(Dokument):
Nullpunkt unserer Geschichte

Gedanken zum 75. Jahrestag des Kriegsendes

René Nehring
08.05.2020

Als nach dem 8. Mai 1945 (fast überall) in Deutschland und Europa die Waffen schwiegen, war der Krieg zwar militärisch beendet – aber noch lange nicht vorbei. Die jahrelangen Bombennächte, die Wochen und Monate der Flucht vor der herannahenden Front, der Anblick von toten Soldaten und Zivilisten an Straßen und Wegen, der Verlust geliebter Angehöriger oder auch die Jahre in Lagern und Gefängnissen hallten in den Erinnerungen derjenigen, die all dies erlebt hatten, noch jahrzehntelang nach. Viele ließen sie nie mehr los. Angesichts der Dimensionen – in Europa gab es wohl kaum eine Familie, die nicht auf irgendeine Weise betroffen gewesen wäre – wurde der Zweite Weltkrieg zu einem unvergesslichen Markstein im kollektiven Gedächtnis der Nationen.

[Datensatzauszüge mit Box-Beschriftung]
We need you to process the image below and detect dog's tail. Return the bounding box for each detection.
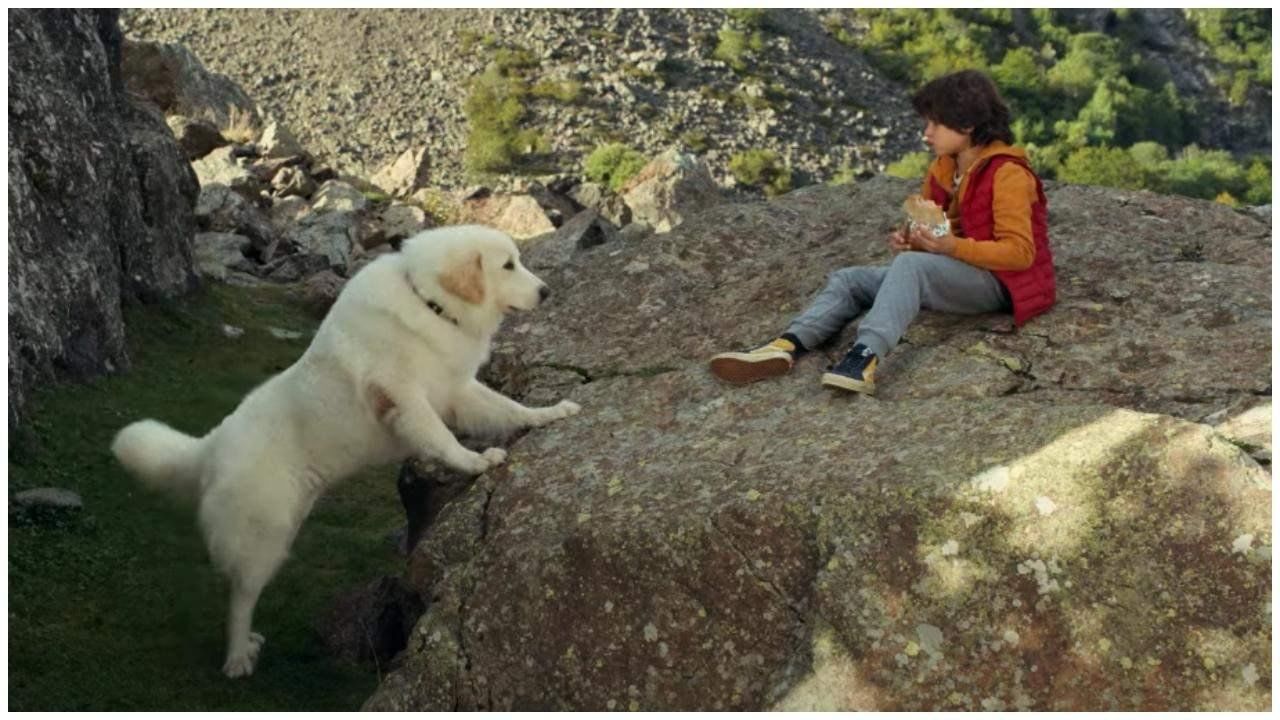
[111,420,205,500]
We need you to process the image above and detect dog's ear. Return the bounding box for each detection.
[440,252,484,305]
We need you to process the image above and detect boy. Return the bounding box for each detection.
[710,70,1056,395]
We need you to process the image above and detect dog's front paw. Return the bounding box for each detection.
[534,400,582,428]
[480,447,507,470]
[457,447,507,475]
[223,633,266,679]
[552,400,582,420]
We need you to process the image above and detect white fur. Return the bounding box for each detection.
[111,225,579,678]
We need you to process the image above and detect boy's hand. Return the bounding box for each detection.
[888,225,911,255]
[908,228,959,255]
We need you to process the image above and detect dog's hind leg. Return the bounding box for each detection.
[201,484,297,678]
[223,557,272,678]
[453,379,581,434]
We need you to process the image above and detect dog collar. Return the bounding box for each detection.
[404,273,460,325]
[426,300,458,325]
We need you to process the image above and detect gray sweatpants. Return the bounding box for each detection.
[786,251,1010,357]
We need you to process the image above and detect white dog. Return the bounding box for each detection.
[111,225,579,678]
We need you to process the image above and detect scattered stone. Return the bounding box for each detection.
[266,328,306,340]
[460,195,556,241]
[271,167,316,197]
[369,147,431,196]
[13,488,84,511]
[191,145,266,197]
[295,269,347,318]
[622,150,723,233]
[317,575,426,666]
[165,115,228,160]
[257,120,306,158]
[311,181,369,213]
[193,232,253,281]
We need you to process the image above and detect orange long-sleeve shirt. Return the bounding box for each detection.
[920,141,1037,270]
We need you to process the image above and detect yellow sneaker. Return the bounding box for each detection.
[712,337,796,384]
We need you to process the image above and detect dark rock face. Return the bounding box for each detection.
[366,178,1272,710]
[317,577,422,664]
[9,10,198,423]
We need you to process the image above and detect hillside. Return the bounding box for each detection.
[123,9,1271,202]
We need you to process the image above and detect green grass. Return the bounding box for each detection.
[9,286,403,711]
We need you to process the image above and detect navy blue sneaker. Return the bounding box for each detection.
[822,342,879,395]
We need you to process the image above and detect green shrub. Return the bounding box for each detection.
[582,142,648,192]
[728,150,791,197]
[529,79,582,105]
[493,46,539,76]
[680,129,710,152]
[1162,145,1248,200]
[712,27,764,72]
[1057,147,1147,190]
[462,65,529,173]
[724,8,769,29]
[884,152,933,179]
[1027,143,1065,179]
[1244,155,1271,205]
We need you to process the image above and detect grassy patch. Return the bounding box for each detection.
[9,286,403,711]
[582,142,648,192]
[728,150,792,197]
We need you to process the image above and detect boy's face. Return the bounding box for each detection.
[924,119,973,158]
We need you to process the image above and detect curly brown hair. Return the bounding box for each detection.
[911,70,1014,145]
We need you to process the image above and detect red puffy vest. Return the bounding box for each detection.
[929,155,1057,325]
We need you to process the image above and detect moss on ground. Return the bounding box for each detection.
[9,286,403,711]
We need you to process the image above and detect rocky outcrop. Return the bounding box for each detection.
[117,8,920,188]
[9,10,198,425]
[366,177,1272,710]
[123,40,259,127]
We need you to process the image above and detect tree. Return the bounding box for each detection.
[1057,142,1146,190]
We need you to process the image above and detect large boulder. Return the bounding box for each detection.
[366,178,1272,710]
[458,193,556,241]
[621,150,723,233]
[9,10,200,423]
[123,38,261,129]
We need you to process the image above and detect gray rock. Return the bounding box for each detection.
[621,150,723,233]
[317,575,425,664]
[289,210,360,269]
[269,196,311,224]
[311,181,369,213]
[165,115,228,160]
[568,182,631,228]
[195,232,253,281]
[257,120,306,158]
[8,10,200,428]
[271,167,316,197]
[458,195,556,240]
[360,202,430,250]
[122,38,259,128]
[196,183,280,263]
[618,223,653,242]
[295,270,347,318]
[369,147,431,196]
[191,145,266,197]
[257,252,330,283]
[522,210,618,269]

(Folgendes bearbeiten):
(1) Nenne alle Erlebnisse, die laut dem Text zum Kriegsende in den Erinnerungen der Betroffenen noch jahrzehntelang nachhallten.
(2) Beantworte die folgenden Fragen zum Text zum Kriegsende.
(a) Wer ist als Verfasser angegeben?
(b) Welcher Jahrestag des Kriegsendes ist im Untertitel genannt?
(c) Wozu wurde der Zweite Weltkrieg laut dem letzten Satz?

(Antworten je Aufgabe):
(1)
- die jahrelangen Bombennächte
- die Wochen und Monate der Flucht vor der herannahenden Front
- der Anblick von toten Soldaten und Zivilisten an Straßen und Wegen
- der Verlust geliebter Angehöriger
- die Jahre in Lagern und Gefängnissen

(2)
(a) René Nehring
(b) der 75. Jahrestag
(c) zu einem unvergesslichen Markstein im kollektiven Gedächtnis der Nationen